Paper ID: | 1817 |
---|---|

Title: | Communication Efficient Parallel Algorithms for Optimization on Manifolds |

This paper develops parallel algorithms in a manifold setting. For doing this, this paper uses Iterative Local Estimation Algorithm with exponential map and logarithm map on a manifold. They show the upper bound for the loss under some regularity conditions. They also verify their algorithm on simulated data and real data. In terms of quality, their method is both theoretically and experimentally verified. Their theoretical analysis is sound with the concrete assumptions and bound for the loss. In terms of clarity, this paper is clearly written and well organized. Introduction gives good motivation for why parallelization on optimization algorithm on a manifold is important. In terms of originality, adapting parallel inference framework in a manifold setting is original and new as I know. References for parallel inference framework are adequately referenced. In terms of significance, their method enables to parallelize inference on manifolds, which is in general difficult. Their theoretical analysis gives an upper bound for the loss with high probability. And their experimental results also validate the correctness of their algorithms. I, as the reviewer, am familiar to differential geometry on manifolds but not familiar to parallel optimizations. And I also have some minor suggestions in submission: Submission: 66th line: D is the parameter dimensionality: shouldn't D be the data space? 81th line: 2nd line of the equation is not correct. It should be 1/2 < theta-bar{theta}, (Hessian L_1(bar{theta}) - Hessian L_N(bar{theta})) (theta-bar{theta}) > or something similar to this. 118th line: In R_{bar{theta}_1} t R_{bar{theta}_1} theta_2, bar should be removed. 123th line: log_{bar{theta}}^{-1} theta -> log_{bar{theta}} theta 146th line: L' should be appeared before the equation, something like "we also demand that there exists L' in R with (math equation)" 229th line: aim extend -> aim to extend ------------------------------------------------------------------------------- Comments after Author's Feedback I agree to Reviewer 4 to the point that the authors need to provide better motivations for how the process communication becomes expensive in for the optimization on manifolds. But I am convinced with the author's feedback about the motivation and still appreciates their theoretical analysis of convergence rates, so I would maintain my score.

### DIRECTIONS
(A) Which manuscript line numbers does the paper review cite in its minor suggestions? Give every one.
(B) Write a continuation of the paper review, starting after its final sentence.

Stored data

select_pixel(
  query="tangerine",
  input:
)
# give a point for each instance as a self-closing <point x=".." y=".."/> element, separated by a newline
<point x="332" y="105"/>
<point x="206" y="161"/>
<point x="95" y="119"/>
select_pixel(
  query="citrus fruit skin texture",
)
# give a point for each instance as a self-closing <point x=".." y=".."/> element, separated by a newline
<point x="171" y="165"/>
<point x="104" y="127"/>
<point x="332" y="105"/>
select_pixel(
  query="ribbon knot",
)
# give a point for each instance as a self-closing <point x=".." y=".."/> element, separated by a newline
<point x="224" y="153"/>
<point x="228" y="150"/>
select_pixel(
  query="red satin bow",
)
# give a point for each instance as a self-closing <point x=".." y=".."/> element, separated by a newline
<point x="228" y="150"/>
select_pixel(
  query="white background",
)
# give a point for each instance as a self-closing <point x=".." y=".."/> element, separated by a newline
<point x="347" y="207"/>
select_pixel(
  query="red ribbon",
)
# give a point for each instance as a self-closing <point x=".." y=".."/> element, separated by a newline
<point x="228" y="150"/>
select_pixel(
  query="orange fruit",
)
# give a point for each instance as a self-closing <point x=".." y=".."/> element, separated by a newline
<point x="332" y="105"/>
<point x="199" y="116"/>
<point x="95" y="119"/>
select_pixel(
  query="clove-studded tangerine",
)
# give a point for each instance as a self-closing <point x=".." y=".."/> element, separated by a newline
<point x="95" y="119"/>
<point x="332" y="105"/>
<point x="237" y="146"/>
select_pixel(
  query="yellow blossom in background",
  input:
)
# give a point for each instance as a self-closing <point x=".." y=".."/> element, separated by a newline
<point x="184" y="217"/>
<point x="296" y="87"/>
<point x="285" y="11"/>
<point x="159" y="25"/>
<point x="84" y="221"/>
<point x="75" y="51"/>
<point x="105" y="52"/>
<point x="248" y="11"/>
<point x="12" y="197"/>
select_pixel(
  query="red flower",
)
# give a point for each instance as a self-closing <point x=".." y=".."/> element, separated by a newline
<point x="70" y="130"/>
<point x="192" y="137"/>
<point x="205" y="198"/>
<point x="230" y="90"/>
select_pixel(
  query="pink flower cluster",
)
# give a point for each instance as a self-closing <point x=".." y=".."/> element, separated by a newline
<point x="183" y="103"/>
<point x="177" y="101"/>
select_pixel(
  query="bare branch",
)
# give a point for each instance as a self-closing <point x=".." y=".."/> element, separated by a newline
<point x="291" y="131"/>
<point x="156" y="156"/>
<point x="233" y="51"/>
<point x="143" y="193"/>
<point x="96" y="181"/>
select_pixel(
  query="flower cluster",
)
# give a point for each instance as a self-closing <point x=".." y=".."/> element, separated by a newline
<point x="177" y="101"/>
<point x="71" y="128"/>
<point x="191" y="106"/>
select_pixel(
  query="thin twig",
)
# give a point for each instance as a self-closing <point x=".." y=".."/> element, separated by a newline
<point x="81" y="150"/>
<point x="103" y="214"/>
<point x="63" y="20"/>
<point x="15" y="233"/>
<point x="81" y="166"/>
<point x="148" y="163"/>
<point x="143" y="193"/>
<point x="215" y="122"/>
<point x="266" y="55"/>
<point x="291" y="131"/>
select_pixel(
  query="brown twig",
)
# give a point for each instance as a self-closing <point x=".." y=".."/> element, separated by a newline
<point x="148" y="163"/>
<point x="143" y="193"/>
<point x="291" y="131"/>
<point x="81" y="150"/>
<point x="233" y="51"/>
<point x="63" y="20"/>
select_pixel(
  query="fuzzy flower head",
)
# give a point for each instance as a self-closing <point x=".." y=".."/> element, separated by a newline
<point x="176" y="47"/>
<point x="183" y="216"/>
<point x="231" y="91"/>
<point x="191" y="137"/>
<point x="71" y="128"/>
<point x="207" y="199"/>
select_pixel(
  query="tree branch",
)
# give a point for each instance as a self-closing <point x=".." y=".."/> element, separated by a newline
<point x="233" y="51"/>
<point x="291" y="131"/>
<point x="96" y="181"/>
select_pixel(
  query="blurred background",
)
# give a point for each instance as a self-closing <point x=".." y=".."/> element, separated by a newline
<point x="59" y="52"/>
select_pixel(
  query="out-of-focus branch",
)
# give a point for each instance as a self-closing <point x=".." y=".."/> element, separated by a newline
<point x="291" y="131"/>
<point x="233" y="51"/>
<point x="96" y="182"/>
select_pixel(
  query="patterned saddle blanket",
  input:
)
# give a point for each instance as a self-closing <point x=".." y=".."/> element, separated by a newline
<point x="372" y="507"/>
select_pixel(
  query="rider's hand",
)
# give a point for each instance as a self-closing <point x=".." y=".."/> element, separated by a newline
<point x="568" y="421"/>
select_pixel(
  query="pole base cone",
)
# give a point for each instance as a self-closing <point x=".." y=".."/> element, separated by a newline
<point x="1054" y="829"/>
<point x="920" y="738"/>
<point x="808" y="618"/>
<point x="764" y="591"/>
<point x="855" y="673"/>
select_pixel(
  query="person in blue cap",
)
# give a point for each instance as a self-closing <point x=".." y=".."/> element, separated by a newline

### ANSWERS TO THE TASKS
(A) 66, 81, 118, 123, 146, 229

(B)
1. In line 113, what is R_{\theta}? 2. In line 117, it should be triangle inequality not triangular. 3. In line 126, addictive--> additive. 4. Inverse retraction map is called lifting. Also, please mention the radius of the regular geodesic ball inside which retraction map is a bijection. 5. In line 169, please bold x_is and bold S in hypersphere. 6. Eq. (2) is FM iff \rho is geodesic distance. 7. In line 177, what is 'big circle distance', should be arc length. 8. The fastest state-of-the-art FM estimator algorithm on hypersphere is by Chakraborty et al. in MFCA 2015. Please comment on performance improvement compare to this online algorithm. Overall, though the idea is nice, I believe it mostly depends on the previous theorem (Thm. 1). Experimental section lacks comparison with the state-of-the-art. Needs proof reading and significant corrections with notations, technical content. ---------------------------------------------------------------------------------------------- POST REBUTTAL COMMENTS: The authors did a decent job with the rebuttal. My comments are successfully addresses (more-or-less). I was though concern about the motivation after reading R4's reviews, my opinion is authors did a good job there as well. I agree that minimizing the exact loss function is not feasible, hence the solution proposed is well motivated after reading the rebuttal. So, in summary, I vote for acceptance and am going to increase my vote to a 7 assuming that authors will do a check for correctness of the technical content, notations etc..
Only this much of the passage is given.